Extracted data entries
□ □ □ □

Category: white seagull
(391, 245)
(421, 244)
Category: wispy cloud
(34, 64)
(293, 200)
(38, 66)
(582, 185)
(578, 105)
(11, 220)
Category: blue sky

□ □ □ □

* [Directions]:
Rewrite all of the records above, putting "Label" in place of every "Category" and leaving everything else unchanged.

* [Complete response]:
Label: white seagull
(391, 245)
(421, 244)
Label: wispy cloud
(34, 64)
(293, 200)
(38, 66)
(582, 185)
(578, 105)
(11, 220)
Label: blue sky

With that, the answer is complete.